** Task to complete **
In the items below, swap every "sample" for "example" and write the lines out again with nothing else changed.

** Listed entries **
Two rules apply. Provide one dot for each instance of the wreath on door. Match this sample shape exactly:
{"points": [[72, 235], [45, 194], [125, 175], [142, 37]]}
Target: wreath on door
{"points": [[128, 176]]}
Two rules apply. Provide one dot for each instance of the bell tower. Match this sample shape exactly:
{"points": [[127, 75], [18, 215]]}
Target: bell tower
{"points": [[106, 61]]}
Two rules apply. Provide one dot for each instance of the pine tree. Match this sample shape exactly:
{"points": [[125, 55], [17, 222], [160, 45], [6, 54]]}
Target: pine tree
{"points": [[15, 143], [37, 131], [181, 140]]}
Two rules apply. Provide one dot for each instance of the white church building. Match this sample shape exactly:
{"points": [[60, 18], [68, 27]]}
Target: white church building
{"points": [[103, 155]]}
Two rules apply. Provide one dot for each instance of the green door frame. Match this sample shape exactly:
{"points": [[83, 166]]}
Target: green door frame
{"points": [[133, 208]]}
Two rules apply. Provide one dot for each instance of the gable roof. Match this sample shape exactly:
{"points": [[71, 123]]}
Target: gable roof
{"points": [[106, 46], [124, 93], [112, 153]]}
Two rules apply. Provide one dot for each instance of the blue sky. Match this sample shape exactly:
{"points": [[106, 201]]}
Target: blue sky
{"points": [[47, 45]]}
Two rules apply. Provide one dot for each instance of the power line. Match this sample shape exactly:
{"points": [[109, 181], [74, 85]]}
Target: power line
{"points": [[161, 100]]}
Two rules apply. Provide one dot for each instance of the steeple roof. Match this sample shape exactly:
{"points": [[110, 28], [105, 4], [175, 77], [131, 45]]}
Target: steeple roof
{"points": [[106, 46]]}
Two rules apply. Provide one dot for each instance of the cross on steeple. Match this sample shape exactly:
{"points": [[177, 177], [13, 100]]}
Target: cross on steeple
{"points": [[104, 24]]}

** Right answer **
Two rules apply. Provide one dot for each instance of the wreath on door. Match this example shape exactly:
{"points": [[72, 235], [45, 194], [125, 175], [142, 37]]}
Target: wreath on door
{"points": [[128, 176]]}
Two rules apply. Provide one dot for each instance of the bell tower. Match this example shape exactly:
{"points": [[127, 75], [18, 215]]}
Target: bell tower
{"points": [[106, 61]]}
Two rules apply. Provide one dot for each instance of the pine tree. Match this example shape exactly:
{"points": [[125, 55], [17, 222], [160, 45], [6, 54]]}
Target: pine tree
{"points": [[15, 143], [37, 131], [181, 140]]}
Two rules apply. Provide one dot for each instance of the white church building. Match this example shape exactly:
{"points": [[60, 18], [68, 27]]}
Target: white church building
{"points": [[103, 155]]}
Two rules apply. Provide one dot for each instance of the green door frame. Match this example shape exactly:
{"points": [[83, 166]]}
Target: green door frame
{"points": [[133, 208]]}
Two rules apply. Provide one dot for each instance of the gable roof. Match this example shape exactly:
{"points": [[71, 123]]}
Target: gable roof
{"points": [[106, 46], [124, 93], [112, 153]]}
Two rules apply. Provide one dot for each instance of the blue sky. Match this example shape exactly:
{"points": [[106, 201]]}
Target: blue sky
{"points": [[47, 45]]}
Two rules apply. Provide one dot for each instance of the power line. Match this example shape exactly:
{"points": [[109, 181], [74, 85]]}
Target: power line
{"points": [[161, 100]]}
Two rules apply. Provide one dot for each instance of the steeple roof. Match this example shape exactly:
{"points": [[110, 28], [105, 4], [175, 77], [131, 45]]}
Target: steeple roof
{"points": [[106, 46]]}
Two rules apply. Provide one dot for each instance of the cross on steeple. Match this example shape exactly:
{"points": [[177, 177], [13, 100]]}
Target: cross on steeple
{"points": [[104, 24]]}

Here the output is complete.